>> BEGIN Provided information

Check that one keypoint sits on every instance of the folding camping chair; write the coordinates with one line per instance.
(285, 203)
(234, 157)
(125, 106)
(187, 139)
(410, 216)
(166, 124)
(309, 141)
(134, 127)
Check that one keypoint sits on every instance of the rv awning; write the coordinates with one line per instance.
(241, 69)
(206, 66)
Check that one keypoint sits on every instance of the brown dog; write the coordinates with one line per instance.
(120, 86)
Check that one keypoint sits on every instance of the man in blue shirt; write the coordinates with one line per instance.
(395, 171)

>> END Provided information

**Brief:**
Update all the entries above by swapping "keypoint" for "marker", keeping every other word and line the same.

**Response to this exercise:**
Check that one marker sits on every instance of the folding camping chair; write the coordinates with one line per instance.
(285, 203)
(234, 157)
(125, 106)
(187, 139)
(410, 216)
(166, 124)
(309, 141)
(134, 127)
Check that one marker sits on every instance of the rv awning; write the coordinates with one line per instance.
(241, 69)
(206, 66)
Check that one marker sits on every instance of the brown dog; write the coordinates with one line per instance.
(120, 86)
Check that one marker sits on every instance of the man in blue shirt; write the coordinates with one line per instance.
(395, 171)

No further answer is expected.